DOCUMENT
--- start ---

Monday, May 20, 2013

To LeeAnn


To LeeAnn

Hey, kiddo.
You've been on my mind a lot recently. I miss you daily, but it has gotten a lot worse/better as we travel into the third year since you left me.
I tried mourning, and that was good for me. Then I explored dating, since you told me you expected that I would find someone else to take your place. Like that could ever happen. We were together for over 30 years, married for almost 25. Is it any wonder I think about you every day? Have not been able to make your clothes disappear from the closet opposite mine, nor clear out your dresser drawers. Maybe that is just procrastination, or laziness, but it does keep you in my thoughts more often than if I had tried to erase your presence by donating all your possessions to Purple Heart.
Not that you believed this, but I was never unfaithful to you. Never searched out the opportunities, never would have taken advantage. It was you and me to the end.
I guess I am still loveable, judging from recent experience. I just don't feel all that desirable. My thoughts turning to you, and what I miss with you out of my life are not maudlin, just a basic realization of the loss the boys and I have suffered.
I hope you are in a better place now. I know how difficult it was those last few years. And I apologize for being me, and not being more there for you. I thought I could be like your dad after Snookie passed away and open up more, but I am what I am. Despite my efforts, I am still stoic, cold and unapproachable. I can argue a great case in court, but in my personal life, communication lapses frequently. How in the world did I ever win you over?

--- end ---

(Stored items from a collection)
--- start ---

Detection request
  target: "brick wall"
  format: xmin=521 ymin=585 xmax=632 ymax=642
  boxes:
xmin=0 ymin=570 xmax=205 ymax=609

--- end ---

WHAT TO WORK ON
(1) Please repeat the letter to LeeAnn word for word between "I tried mourning, and" and "to the end.", inclusive.
(2) According to the letter to LeeAnn, how long were the writer and LeeAnn married?
(3) Go on with the letter to LeeAnn from the point where it stops.

TASK-BY-TASK ANSWERS
(1)
I tried mourning, and that was good for me. Then I explored dating, since you told me you expected that I would find someone else to take your place. Like that could ever happen. We were together for over 30 years, married for almost 25. Is it any wonder I think about you every day? Have not been able to make your clothes disappear from the closet opposite mine, nor clear out your dresser drawers. Maybe that is just procrastination, or laziness, but it does keep you in my thoughts more often than if I had tried to erase your presence by donating all your possessions to Purple Heart.
Not that you believed this, but I was never unfaithful to you. Never searched out the opportunities, never would have taken advantage. It was you and me to the end.

(2) Almost 25 years.

(3)
Your gardens live on. I am doing my best, and the perennials are all doing well. Aaron is still not billing us properly, but he did a complete yard clean up last fall. The only downside was his guys cut down the winter grasses, which was a disappointment but the plants are growing back. I am planting the pots and keeping the herb garden going, mostly in honor of you, but also for my cooking (with the herbs and peppers). I did get a smoker from Lynne the summer after you left, and it is great. I feel certain you would have seen it as an eyesore, but the ribs and pork butt and salmon are delicious.
I started going to Slows Barbeque on Wednesdays soon after you left me. Met a great bartender, Heather, who takes good care of me. My other home away from home with Pages. I think about you and how much you would have enjoyed going to Detroit for good food as an honored patron, but that was not meant to be.
My recovery from losing you is not smooth. As I said, I think about you daily. The people at Nardin Park talk to me about you every now and then, but they seem timid and step carefully, until I bring up your departure. I had a Sunday School student ask why you don't come to church with me a few weeks ago, and I had to tell him it was because you were dead. That was cathartic to an extent, and then my fellow teacher and I talked about how long you had been gone.
And now life takes a turn for the strange as the girl I had been dating shows up here late at Pages. Will talk later.

Later...
That was...odd. As I said, I had been dating, but we had a falling out about a baseball game and who I was taking to watch the Tigers play on a Wednesday afternoon. It was for the best know that, but it seems as my friend Melanie said, that I must be a real catch. I am not up for resuming the dating life at this point. It would be best to keep my life simple.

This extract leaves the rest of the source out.